» AIM OF THE TASK: Where an entry holds an image, leave the image out; otherwise reproduce the entry exactly.
══ STORED DATA ══
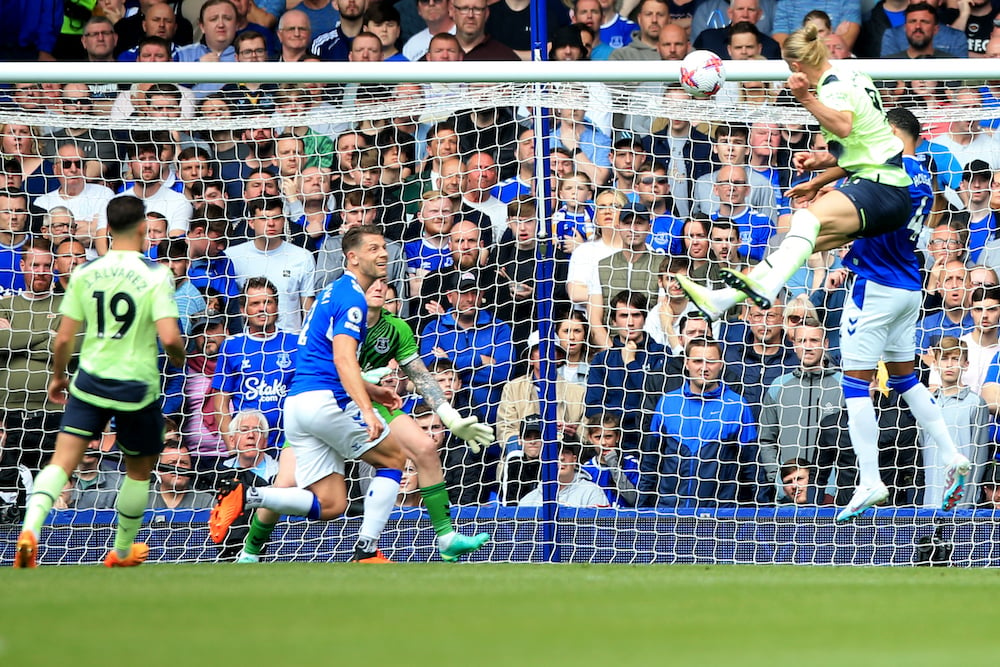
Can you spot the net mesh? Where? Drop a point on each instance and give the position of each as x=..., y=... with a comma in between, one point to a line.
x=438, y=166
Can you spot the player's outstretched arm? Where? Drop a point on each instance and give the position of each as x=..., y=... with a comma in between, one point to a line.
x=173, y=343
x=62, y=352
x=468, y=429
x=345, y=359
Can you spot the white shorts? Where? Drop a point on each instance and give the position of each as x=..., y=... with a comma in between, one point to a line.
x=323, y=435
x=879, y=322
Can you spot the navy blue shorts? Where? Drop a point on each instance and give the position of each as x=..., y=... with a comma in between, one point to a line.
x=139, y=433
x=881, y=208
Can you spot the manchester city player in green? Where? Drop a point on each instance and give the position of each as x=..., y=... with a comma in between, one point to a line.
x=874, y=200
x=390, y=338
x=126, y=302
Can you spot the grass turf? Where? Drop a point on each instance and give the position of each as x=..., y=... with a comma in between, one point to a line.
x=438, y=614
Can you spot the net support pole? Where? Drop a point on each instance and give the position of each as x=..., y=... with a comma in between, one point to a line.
═══
» EXERCISE RESULT:
Can you spot the net mesh? Where? Drop a point on each instance and give the position of each as x=..., y=... with a comma in between, one point to a line.
x=438, y=166
Can you spot the player's outstretched arm? Where? Drop a point on each instance and give the position of each as x=..., y=... with a comma in between, one point to a line.
x=173, y=343
x=62, y=352
x=468, y=429
x=345, y=359
Can you spot the white shorts? Where? Drop a point on each instance and give the position of each as x=..., y=... with a comma in between, one point to a line.
x=323, y=435
x=879, y=322
Can you spot the navy blue shorts? Where? Drop a point on each instance and give the position of each as x=..., y=... with a comma in between, one point to a line.
x=139, y=433
x=881, y=208
Can you spot the manchester city player in green? Where? Drop a point on each instance and give the position of each as x=..., y=... with a comma in between, one point to a line.
x=874, y=200
x=390, y=338
x=126, y=302
Can you spot the grass turf? Where? Drop a point on each instance and give the position of each as x=..., y=... with a comma in between, one point to a line.
x=438, y=614
Can you spot the net support pole? Where? Drop a point on each instance and give the position of each as x=..., y=... with a comma in between, one point to a line.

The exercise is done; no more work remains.